Problem to solve:
Whatever the records below hold, copy it all out exactly.

(Records contained in a dataset)
········

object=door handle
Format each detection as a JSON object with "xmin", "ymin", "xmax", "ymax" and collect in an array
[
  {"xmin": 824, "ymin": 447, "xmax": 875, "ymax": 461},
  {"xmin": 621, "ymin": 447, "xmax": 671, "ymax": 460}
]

········

Answer area:
object=door handle
Format each detection as a JSON object with "xmin", "ymin", "xmax", "ymax" and collect in an array
[
  {"xmin": 824, "ymin": 447, "xmax": 875, "ymax": 461},
  {"xmin": 621, "ymin": 447, "xmax": 671, "ymax": 460}
]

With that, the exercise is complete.